- Extracted data -
——————

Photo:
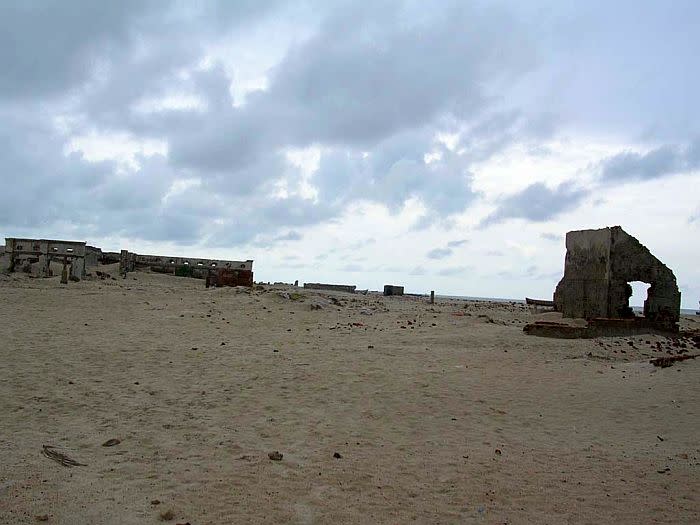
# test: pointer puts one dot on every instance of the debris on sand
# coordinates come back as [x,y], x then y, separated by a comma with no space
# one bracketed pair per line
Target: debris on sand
[666,361]
[59,457]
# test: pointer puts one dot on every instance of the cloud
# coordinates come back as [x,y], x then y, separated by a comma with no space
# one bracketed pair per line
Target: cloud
[289,236]
[457,244]
[659,162]
[537,203]
[455,270]
[551,237]
[439,253]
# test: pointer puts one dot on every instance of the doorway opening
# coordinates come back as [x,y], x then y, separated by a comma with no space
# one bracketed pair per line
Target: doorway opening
[640,293]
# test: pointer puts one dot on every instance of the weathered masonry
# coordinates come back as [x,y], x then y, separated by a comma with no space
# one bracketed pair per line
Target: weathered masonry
[390,289]
[331,287]
[187,266]
[36,256]
[599,266]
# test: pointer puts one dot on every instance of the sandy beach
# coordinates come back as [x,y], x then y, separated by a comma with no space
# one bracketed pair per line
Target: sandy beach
[385,410]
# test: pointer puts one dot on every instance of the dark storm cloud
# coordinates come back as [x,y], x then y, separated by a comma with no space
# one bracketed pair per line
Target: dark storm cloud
[537,203]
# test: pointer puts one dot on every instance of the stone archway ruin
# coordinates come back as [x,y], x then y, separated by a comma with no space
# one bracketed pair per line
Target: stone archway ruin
[600,264]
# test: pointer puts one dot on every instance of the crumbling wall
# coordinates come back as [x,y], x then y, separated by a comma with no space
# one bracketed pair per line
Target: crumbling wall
[583,291]
[331,287]
[391,289]
[598,268]
[181,266]
[38,254]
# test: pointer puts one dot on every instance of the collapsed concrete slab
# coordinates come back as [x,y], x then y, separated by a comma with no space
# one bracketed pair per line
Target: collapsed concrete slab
[598,268]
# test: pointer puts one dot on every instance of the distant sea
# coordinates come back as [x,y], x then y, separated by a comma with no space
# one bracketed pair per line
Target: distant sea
[684,311]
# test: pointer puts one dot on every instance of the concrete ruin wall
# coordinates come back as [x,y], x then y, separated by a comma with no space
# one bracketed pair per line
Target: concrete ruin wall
[598,267]
[197,267]
[390,289]
[331,287]
[40,253]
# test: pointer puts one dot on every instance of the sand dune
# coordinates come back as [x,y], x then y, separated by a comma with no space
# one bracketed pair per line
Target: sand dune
[441,413]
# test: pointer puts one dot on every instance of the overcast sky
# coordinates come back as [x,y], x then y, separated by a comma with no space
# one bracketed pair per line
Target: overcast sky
[445,146]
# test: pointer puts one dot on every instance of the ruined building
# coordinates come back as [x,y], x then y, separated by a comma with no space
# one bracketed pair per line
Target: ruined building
[599,266]
[37,255]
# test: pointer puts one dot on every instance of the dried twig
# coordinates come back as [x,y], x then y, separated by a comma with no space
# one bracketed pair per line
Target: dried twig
[667,361]
[59,457]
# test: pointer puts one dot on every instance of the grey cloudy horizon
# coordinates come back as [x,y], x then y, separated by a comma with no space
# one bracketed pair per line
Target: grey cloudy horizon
[444,148]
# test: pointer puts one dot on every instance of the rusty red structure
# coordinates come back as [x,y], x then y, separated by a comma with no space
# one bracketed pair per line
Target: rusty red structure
[229,277]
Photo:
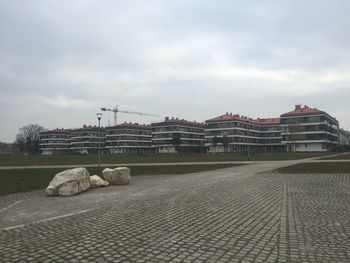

——————

Reproduce all of the material above line for line, leaving out the pictures.

- Final result -
Photo:
# test: pointer puts one dot on every instance of the debris on sand
# coordinates come back as [x,y], x then y, separated by a comma with no space
# one bracketed pair per line
Target: debris on sand
[666,361]
[59,457]
# test: pointer puts one dot on every instance of the cloud
# coordinates come back as [x,y], x then y, separated by a comma with no space
# one bracketed pair per line
Target: cloud
[289,236]
[457,244]
[659,162]
[537,203]
[455,270]
[551,237]
[439,253]
# test: pointer puts one dot on every instance of the doorway opening
# coordinates come back as [x,y], x then y, separated by a comma with no space
# one bracketed pair per line
Target: doorway opening
[640,293]
# test: pointer puts one dot on every instance of the weathered masonry
# coordinates come back as [x,y], x then y, separated by a comma with no space
# one bracketed pair per line
Target: weathered masonry
[390,289]
[331,287]
[187,266]
[36,256]
[599,266]
# test: pointer puts one dot on every instance of the sandy beach
# coordinates come back as [x,y], x then y, separated by a comma with no space
# one bracketed pair per line
Target: sandy beach
[385,410]
# test: pointer puts one dot on every instance of the dark storm cloud
# coordinates come back as [x,y], x then y, separated by a comma with no space
# one bracketed pair per line
Target: dark storm cloud
[537,203]
# test: pointer puts one dot on every instance of the stone archway ruin
# coordinates come back as [x,y], x then y, separated by a comma with no space
# one bracketed pair per line
Target: stone archway ruin
[600,264]
# test: pointer puts one dot on every instance of the crumbling wall
# coordinates come back as [x,y], x then y, separated by a comma with no space
# one bracketed pair per line
Target: crumbling wall
[583,291]
[331,287]
[391,289]
[598,268]
[181,266]
[38,254]
# test: pointer puts one dot on every instance of the collapsed concrete slab
# coordinates come back as [x,y], x then y, separated by a comma with no space
# one bracketed pair per line
Target: collapsed concrete slab
[598,268]
# test: pointer puts one dot on every instance of the distant sea
# coordinates come back as [x,y], x then y, separated by a comma with no space
# one bracketed pair per line
Target: distant sea
[684,311]
# test: pointer puts one dot on every instance of the concrete ruin wall
# coordinates come back as [x,y], x then y, separated by a comma with no space
# one bracketed pair per line
Target: concrete ruin wall
[598,267]
[197,267]
[390,289]
[331,287]
[40,253]
# test: pointer puts one dot on every instance of the sand dune
# coordinates come back as [x,y], x then y, separated by a comma with no space
# one bracketed pair per line
Target: sand dune
[441,413]
# test: pointer puts one dot on every instance of the overcast sky
# coordinates come back as [x,y], x then y, separated by a comma with no space
# one bracketed pair per line
Target: overcast sky
[445,146]
# test: pointer puts one dot on every instance of the ruined building
# coordinates come back as [x,y], x then y, separated by a comma with no space
# one bracketed pair per line
Target: ruined building
[599,266]
[37,255]
# test: pointer puts one dot on every instance of the dried twig
# coordinates come back as [x,y], x then y, separated by a comma with no space
# one bracketed pair per line
Target: dried twig
[667,361]
[59,457]
# test: pointer puts one dot on every instance of the grey cloudy horizon
# coordinates come back as [x,y], x then y, separated by a comma with no space
# one bracketed pair per line
Target: grey cloudy horizon
[444,148]
# test: pointer puts one dot on every instance of the rusty red structure
# coordinates come back as [x,y], x then y, separated by a comma with no space
# one bracketed pair per line
Target: rusty red structure
[229,277]
Photo:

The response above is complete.